PAST BENTONVILLE VISIT
In 2022, Dimon attended the Heartland Summit in downtown Bentonville and visited with Walmart CEO Doug McMillon. Heartland Summit is an invitation-only event hosted annually by Heartland Forward, a nonpartisan think tank in Bentonville. Then, he had walked the trails, and Dimon said he would try to walk them again tomorrow morning before returning home.

“I think it’s great,” he said. “I had lunch with Doug McMillon at his favorite place right in the square. It’s beautiful…I said it looks a little bit like Pleasantville. And you can see the expansion of the town…Arkansas, they’ve done a great job. That’s where good business can help boom a whole economy…”

Dimon said McMillon drove him around the construction site of the new home office that will comprise about 2.5 million square feet on about 300 acres and have between 12,000 and 13,000 people. He said JPMorgan Chase is working on a new building in New York that goes straight up and is 2.5 million square feet on about 1 acre. It will have about 14,000 people.

SOFT LANDING CHANCES
On Wednesday, Dimon told CNBC the odds of a soft landing for the U.S. economy were 35%-40%. Asked to follow up on that on Thursday, he expressed his dislike of economic forecasting.

“I think it’s a waste of time,” he said. “What I do look at to manage risk: It’s not a waste of time to think about what is the broad range of outcomes that are possible. No one knows the outcome, but I think you challenge yourself more when you say what’s the range of outcomes and then assign probabilities to those outcomes.”

He said he was asked whether he changed his mind regarding the market pricing in a 70% chance of a soft landing.

“By that, it means stocks are high, and credit spreads are low. If you kind of apply math to that, it looks like a 70% chance. I always thought it half of that.”

He said the odds are still about 35% for a soft landing.

“Don’t overreact to short-term stimulus,” he added. “There are factors that drive an economy. Some are absolutely impossible to see, like confidence level. Even when consumers say confidence, not confidence, it depends where it is in the spectrum, and did they change their behavior because of it.”

Asked about the large market swings this week and what it might be saying about the U.S. economy over the next two or three quarters, Dimon said, “I don’t think the market is telling you anything. I think the market is a function of millions of market players making decisions, making changes, and if you look at major inflection points, the market got that wrong…every single time.”

**RECORD EXCERPTS**
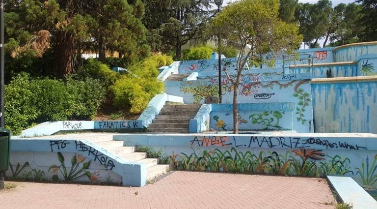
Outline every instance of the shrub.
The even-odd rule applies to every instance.
[[[38,115],[37,110],[32,104],[34,94],[30,86],[29,75],[21,73],[5,86],[5,127],[13,134],[18,134],[28,127]]]
[[[33,123],[91,119],[105,98],[106,90],[97,80],[31,79],[22,72],[5,86],[5,127],[13,134]]]
[[[160,72],[159,68],[173,63],[173,59],[166,55],[154,55],[143,61],[134,63],[129,70],[138,76],[145,78],[156,78]]]
[[[152,98],[140,85],[141,82],[140,79],[126,76],[118,80],[110,87],[114,105],[121,109],[128,109],[131,113],[141,112]]]
[[[183,60],[206,60],[211,59],[214,49],[208,46],[191,47],[184,51]]]
[[[79,68],[72,77],[76,80],[84,81],[86,78],[92,78],[101,81],[108,87],[116,81],[119,74],[113,71],[108,65],[95,59],[88,59],[88,62]]]
[[[38,111],[37,122],[66,120],[75,112],[74,89],[67,88],[63,81],[33,80],[30,90],[34,93],[33,105]]]
[[[73,94],[74,111],[71,119],[92,119],[105,100],[106,89],[97,79],[87,78],[85,81],[69,79],[67,87]]]
[[[131,66],[129,70],[137,77],[123,75],[110,88],[114,106],[132,114],[142,111],[149,101],[163,90],[163,84],[156,78],[159,68],[172,62],[171,57],[155,55]]]

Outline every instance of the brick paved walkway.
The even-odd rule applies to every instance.
[[[16,182],[1,209],[333,209],[323,179],[176,171],[143,187]],[[137,194],[137,195],[136,194]]]

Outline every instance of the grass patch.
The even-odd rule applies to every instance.
[[[5,189],[15,189],[17,187],[17,184],[13,182],[6,182],[4,184],[4,188]]]
[[[351,209],[353,208],[351,203],[337,203],[335,205],[335,209]]]

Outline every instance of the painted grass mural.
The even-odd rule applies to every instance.
[[[350,161],[339,155],[331,157],[321,150],[294,149],[285,154],[275,151],[238,151],[235,148],[222,151],[216,149],[196,153],[169,156],[174,170],[207,171],[242,173],[286,174],[302,176],[353,174]]]

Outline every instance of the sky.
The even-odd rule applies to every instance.
[[[224,6],[226,5],[228,2],[231,1],[232,0],[224,0],[223,5]],[[302,3],[317,3],[317,1],[318,1],[318,0],[298,0],[298,2],[300,2]],[[332,0],[331,1],[332,2],[332,6],[335,6],[340,3],[344,3],[347,4],[348,3],[353,2],[354,1],[354,0]]]
[[[335,6],[339,4],[340,3],[344,3],[346,4],[350,3],[352,2],[354,2],[355,0],[331,0],[331,2],[332,2],[332,6]],[[223,6],[225,6],[227,5],[227,3],[228,2],[232,1],[232,0],[224,0],[224,2],[223,2]],[[302,2],[302,3],[317,3],[317,2],[318,1],[318,0],[298,0],[298,2]],[[322,47],[322,45],[323,44],[323,42],[324,42],[324,39],[320,39],[318,41],[319,43],[320,44],[320,46]],[[307,48],[308,47],[304,46],[303,43],[301,44],[301,47],[300,47],[300,49],[304,49]]]

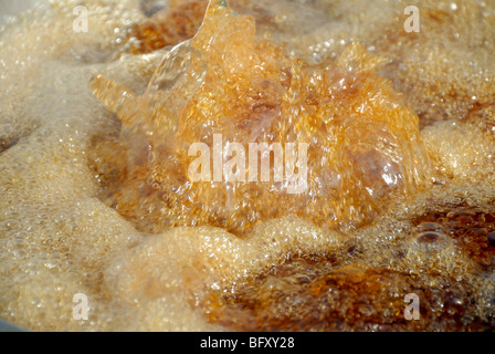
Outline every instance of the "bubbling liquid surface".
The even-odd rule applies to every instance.
[[[34,331],[495,327],[492,3],[418,2],[421,31],[407,33],[401,1],[238,0],[239,15],[215,8],[196,37],[204,1],[81,3],[87,33],[63,0],[0,32],[2,320]],[[312,198],[240,186],[235,215],[224,189],[203,184],[191,205],[160,209],[152,187],[170,199],[183,186],[185,143],[253,132],[314,144]],[[401,183],[383,183],[383,166]],[[419,321],[403,316],[409,293]],[[87,321],[73,316],[75,294]]]

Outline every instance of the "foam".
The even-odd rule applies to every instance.
[[[210,310],[204,310],[202,303],[211,292],[236,293],[246,281],[295,256],[336,254],[337,268],[354,263],[388,268],[419,274],[422,284],[431,281],[430,272],[453,274],[461,299],[473,299],[475,315],[489,321],[495,289],[493,268],[481,269],[441,230],[434,231],[439,236],[433,243],[422,243],[425,230],[419,229],[413,219],[447,205],[466,204],[488,210],[495,200],[493,132],[485,124],[494,116],[484,111],[480,122],[460,122],[468,111],[464,100],[467,96],[480,96],[482,104],[488,104],[493,91],[480,84],[485,79],[492,82],[493,67],[488,60],[480,60],[459,76],[466,66],[464,62],[454,64],[464,60],[467,49],[477,59],[493,53],[489,41],[495,37],[488,35],[494,28],[489,25],[493,9],[483,12],[486,20],[472,21],[481,2],[466,1],[453,25],[470,31],[460,32],[461,37],[451,40],[444,52],[439,48],[428,58],[425,52],[402,52],[401,45],[383,42],[385,30],[380,29],[390,29],[402,19],[404,2],[383,6],[366,1],[369,11],[360,10],[365,7],[361,1],[318,3],[334,18],[346,17],[322,24],[310,34],[285,32],[284,40],[292,38],[294,53],[306,53],[314,61],[323,54],[337,55],[351,42],[350,38],[396,56],[394,64],[383,72],[394,79],[399,90],[407,87],[401,91],[412,108],[428,113],[430,126],[421,132],[421,138],[436,170],[436,185],[408,199],[391,201],[381,218],[346,233],[297,218],[263,222],[245,238],[211,227],[175,228],[152,236],[139,232],[101,200],[102,176],[96,176],[88,155],[92,139],[115,134],[117,123],[93,96],[89,81],[103,73],[143,93],[166,50],[122,55],[124,43],[117,41],[120,33],[145,20],[139,1],[51,1],[0,32],[0,140],[9,142],[9,148],[0,153],[2,320],[33,331],[225,330],[204,315]],[[447,3],[425,2],[442,9],[447,9]],[[72,31],[72,9],[80,4],[89,9],[89,33]],[[365,14],[358,14],[358,10]],[[389,13],[394,15],[388,18]],[[389,22],[383,25],[385,19]],[[476,31],[481,38],[470,44]],[[428,34],[418,43],[433,41],[428,43],[434,46],[451,39],[451,32],[439,27],[435,40]],[[325,52],[315,55],[308,49],[323,38],[325,42],[333,39],[334,44],[323,44]],[[340,40],[346,44],[337,44]],[[456,54],[447,58],[450,50]],[[403,58],[409,69],[396,76],[398,58]],[[424,65],[423,71],[420,65]],[[444,72],[444,67],[452,72]],[[418,81],[419,76],[423,81]],[[415,82],[420,83],[418,90]],[[440,111],[432,108],[435,98],[429,90],[433,82],[444,83],[439,88],[443,93],[455,82],[453,90],[462,94],[446,106],[441,105]],[[470,83],[468,90],[462,88],[465,82]],[[435,117],[439,112],[444,112],[445,117]],[[436,122],[442,119],[455,124]],[[350,246],[359,250],[357,254],[349,254]],[[398,253],[406,256],[400,258]],[[445,279],[435,278],[430,285],[441,287],[452,280]],[[72,300],[76,293],[88,296],[88,321],[73,319]],[[436,303],[440,306],[441,301]]]

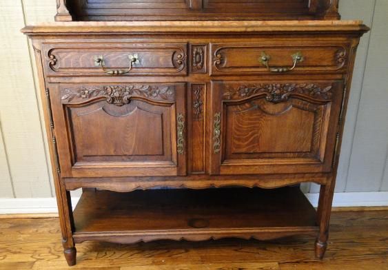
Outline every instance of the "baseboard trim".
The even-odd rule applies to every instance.
[[[319,194],[305,195],[316,207]],[[73,207],[79,200],[79,198],[72,198]],[[338,208],[386,206],[388,206],[388,191],[336,193],[333,200],[333,207]],[[55,216],[57,213],[55,198],[0,198],[1,215],[50,214]]]

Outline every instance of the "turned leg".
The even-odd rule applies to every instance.
[[[76,249],[75,247],[70,247],[70,249],[65,249],[63,251],[65,258],[70,267],[75,265],[76,258]]]
[[[317,222],[319,225],[319,234],[315,242],[315,256],[322,260],[325,256],[329,238],[329,225],[331,203],[334,191],[335,178],[331,178],[328,183],[320,186],[319,202],[317,211]]]

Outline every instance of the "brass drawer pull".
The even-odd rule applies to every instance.
[[[134,65],[139,64],[140,63],[139,60],[139,56],[137,54],[128,55],[130,59],[130,67],[126,70],[108,70],[105,67],[104,57],[102,55],[94,56],[94,65],[96,66],[100,66],[103,69],[105,73],[110,75],[122,75],[125,73],[128,73],[132,69]]]
[[[176,140],[176,149],[178,154],[182,155],[185,152],[185,116],[183,114],[179,114],[176,117],[178,123],[178,138]]]
[[[300,52],[298,52],[292,54],[291,57],[292,57],[292,61],[294,61],[292,67],[291,68],[270,67],[269,59],[271,59],[271,56],[267,54],[265,52],[261,52],[261,58],[260,59],[260,61],[261,61],[261,63],[265,65],[265,67],[267,67],[267,69],[269,70],[271,72],[283,73],[283,72],[287,72],[288,71],[293,70],[296,67],[296,64],[298,64],[298,63],[303,62],[304,60],[303,55],[302,55],[302,53]]]

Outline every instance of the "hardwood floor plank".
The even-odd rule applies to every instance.
[[[308,236],[272,241],[78,244],[72,269],[388,269],[388,211],[333,213],[325,258]],[[57,218],[0,220],[0,269],[65,270]]]

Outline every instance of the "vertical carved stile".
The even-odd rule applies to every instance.
[[[57,147],[57,138],[55,138],[55,132],[54,132],[54,120],[52,118],[52,110],[51,108],[51,99],[50,98],[50,91],[48,88],[45,89],[45,96],[47,100],[47,106],[48,110],[48,117],[50,119],[50,133],[51,133],[51,139],[52,141],[54,155],[54,159],[55,162],[55,168],[58,175],[61,174],[61,166],[59,165],[59,156],[58,155],[58,148]]]
[[[193,85],[193,119],[194,121],[201,121],[203,119],[203,85]]]
[[[337,132],[337,134],[336,134],[336,145],[334,145],[334,154],[333,156],[333,163],[331,164],[331,166],[333,167],[336,167],[336,164],[337,163],[337,153],[338,152],[338,145],[339,145],[339,142],[340,141],[340,132]]]
[[[218,154],[221,149],[221,113],[218,112],[214,114],[214,126],[213,134],[213,149],[214,154]]]
[[[183,114],[178,114],[176,118],[176,122],[178,124],[178,138],[176,141],[176,149],[178,154],[182,155],[185,152],[185,116]]]

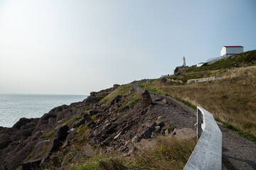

**CHALLENGES**
A. In the article on Jamie Dimon's remarks, what odds did Dimon give CNBC on Wednesday for a soft landing for the U.S. economy?
B. Carry on the article about Jamie Dimon's Bentonville visit and economic outlook, starting after its final sentence.

**EXPECTED ANSWERS**
A. 35%-40%.

B.
In his shareholders letter, Dimon noted the purchase of First Republic Bank “brought much-need stability to the U.S. banking system while allowing us to give a new, secure home to over half a million First Republic customers.”

He said this was a “minor financial crisis” with three bank failures, but if it had not been fixed, people would have looked to the next failure. He said it could have ended without the purchase, and someone else could’ve done it. He didn’t want to “claim total credit for it.” He noted that amid a recession and higher rates, this could lead to “stress in the system again.”

Still, “I think the big banks are in very good financial position,” he said. “But when there are problems in the economy, banks are like the canary in the coal mine. They are going to feel it. It might be very regional. It might be very specific to a new financial product. It might be very specific to an industry…Years ago, the oil industry collapsed in the late 1980s, and all the major oil banks basically didn’t make it…But the best protection is capital, liquidity, response, knowledge, detailed disincline…We have all those things. We are in very good shape.”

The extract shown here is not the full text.